[Begin Items]

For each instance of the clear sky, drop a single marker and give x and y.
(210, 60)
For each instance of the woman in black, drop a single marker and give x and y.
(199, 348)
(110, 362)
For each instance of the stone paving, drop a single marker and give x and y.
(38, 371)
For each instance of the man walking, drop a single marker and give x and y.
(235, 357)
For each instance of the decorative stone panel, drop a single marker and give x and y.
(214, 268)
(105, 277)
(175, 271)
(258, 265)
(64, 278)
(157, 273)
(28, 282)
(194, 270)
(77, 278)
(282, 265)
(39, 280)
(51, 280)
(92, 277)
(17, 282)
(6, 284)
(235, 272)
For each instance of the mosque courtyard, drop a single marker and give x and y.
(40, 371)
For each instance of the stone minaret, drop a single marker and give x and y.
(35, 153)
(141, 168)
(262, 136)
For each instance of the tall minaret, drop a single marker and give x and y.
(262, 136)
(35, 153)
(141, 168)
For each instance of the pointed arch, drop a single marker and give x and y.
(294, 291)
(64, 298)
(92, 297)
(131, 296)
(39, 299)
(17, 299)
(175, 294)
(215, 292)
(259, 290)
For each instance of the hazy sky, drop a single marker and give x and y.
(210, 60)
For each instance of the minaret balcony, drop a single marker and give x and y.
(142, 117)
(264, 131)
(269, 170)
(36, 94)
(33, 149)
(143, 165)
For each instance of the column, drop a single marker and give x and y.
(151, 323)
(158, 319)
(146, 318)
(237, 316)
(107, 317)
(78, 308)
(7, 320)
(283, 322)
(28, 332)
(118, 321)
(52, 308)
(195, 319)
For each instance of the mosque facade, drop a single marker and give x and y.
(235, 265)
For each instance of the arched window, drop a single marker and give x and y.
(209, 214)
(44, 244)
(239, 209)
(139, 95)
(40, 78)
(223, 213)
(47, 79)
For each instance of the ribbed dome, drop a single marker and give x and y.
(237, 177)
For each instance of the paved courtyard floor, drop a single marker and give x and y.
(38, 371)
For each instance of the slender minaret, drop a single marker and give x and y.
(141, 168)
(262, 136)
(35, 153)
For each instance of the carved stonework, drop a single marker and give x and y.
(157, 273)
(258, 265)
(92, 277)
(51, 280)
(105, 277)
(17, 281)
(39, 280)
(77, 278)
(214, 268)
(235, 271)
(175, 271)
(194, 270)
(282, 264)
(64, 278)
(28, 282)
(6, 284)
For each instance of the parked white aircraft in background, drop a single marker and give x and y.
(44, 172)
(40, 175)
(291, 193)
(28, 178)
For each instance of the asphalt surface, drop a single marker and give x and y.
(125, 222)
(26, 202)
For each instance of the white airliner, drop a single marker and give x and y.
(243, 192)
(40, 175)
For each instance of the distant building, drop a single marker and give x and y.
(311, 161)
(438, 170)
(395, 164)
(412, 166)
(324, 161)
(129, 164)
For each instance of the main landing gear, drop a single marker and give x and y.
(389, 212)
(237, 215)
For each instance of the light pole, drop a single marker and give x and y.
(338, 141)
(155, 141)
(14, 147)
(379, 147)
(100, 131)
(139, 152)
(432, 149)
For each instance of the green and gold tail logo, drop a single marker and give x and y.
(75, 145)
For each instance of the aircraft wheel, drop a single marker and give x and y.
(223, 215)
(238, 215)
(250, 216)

[End Items]

#### Written task
Transcribe every line of the records above word for word, from first to last.

#### The answer
For each instance of the clear sky, drop a single marker and give x and y.
(210, 60)
For each instance of the woman in black, drop a single marker and give x and y.
(199, 348)
(110, 362)
For each instance of the stone paving, drop a single marker and give x and y.
(38, 371)
For each instance of the man walking, drop a single marker and give x and y.
(235, 357)
For each instance of the decorative stone panel, drop a single marker and give x and y.
(214, 268)
(105, 277)
(175, 271)
(258, 265)
(64, 278)
(157, 273)
(28, 282)
(194, 270)
(77, 278)
(282, 265)
(39, 280)
(51, 280)
(92, 277)
(17, 282)
(6, 284)
(235, 272)
For each instance of the mosque courtyard, drop a single marker and give x and y.
(40, 371)
For each instance of the stone minaret, drop a single marker and give x and y.
(35, 153)
(141, 168)
(262, 136)
For each instance of the tall minaret, drop a single marker and give x and y.
(262, 136)
(35, 153)
(141, 168)
For each instance of the pointed arch, drop a single marker and give x and y.
(294, 291)
(64, 298)
(92, 297)
(131, 296)
(39, 299)
(17, 299)
(175, 294)
(215, 292)
(259, 290)
For each instance of the hazy sky, drop a single marker and give x and y.
(210, 60)
For each instance of the minaret balcony, drop a single marker and give x and y.
(142, 117)
(264, 131)
(269, 170)
(36, 94)
(33, 149)
(143, 165)
For each instance of the column, drop a single marker and give x and y.
(151, 323)
(158, 319)
(146, 318)
(237, 316)
(107, 317)
(78, 308)
(7, 320)
(283, 322)
(28, 332)
(118, 321)
(52, 308)
(195, 319)
For each instance of the mosque facade, drop a single marker and give x and y.
(235, 265)
For each instance of the arched window, drop a single marker and give x and y.
(209, 214)
(44, 244)
(239, 209)
(139, 95)
(40, 78)
(223, 213)
(47, 79)
For each instance of the ribbed dome, drop a single marker and give x and y.
(237, 177)
For each instance of the paved courtyard floor, drop a single marker and give x and y.
(38, 371)
For each instance of the slender minaret, drop a single marker and give x and y.
(141, 168)
(262, 136)
(35, 153)
For each instance of the carved stonework, drop a single marker and give x and y.
(157, 273)
(258, 265)
(92, 277)
(51, 280)
(105, 277)
(17, 281)
(39, 280)
(77, 278)
(214, 268)
(235, 271)
(175, 271)
(194, 270)
(282, 264)
(64, 278)
(28, 282)
(6, 284)
For each instance of the parked white aircraft in background, drop a single marker and give x and y.
(44, 172)
(40, 175)
(291, 193)
(28, 178)
For each instance of the asphalt surface, drop a single marker and give x and y.
(125, 222)
(26, 202)
For each instance of the white airliner, drop a single marker and give x and y.
(243, 192)
(40, 175)
For each instance of the distant building, drop a single marker and give x and y.
(311, 161)
(438, 170)
(395, 164)
(412, 166)
(324, 161)
(129, 164)
For each instance of the main landing gear, drop a single marker and give x and y.
(389, 212)
(237, 215)
For each instance of the light pole, drop a single marker and give x and y.
(338, 141)
(155, 141)
(14, 147)
(379, 147)
(100, 131)
(139, 152)
(432, 149)
For each instance of the green and gold tail logo, drop a single marker and give x and y.
(75, 145)
For each instance of the aircraft wheel, drop a single marker and give x and y.
(223, 215)
(238, 215)
(250, 216)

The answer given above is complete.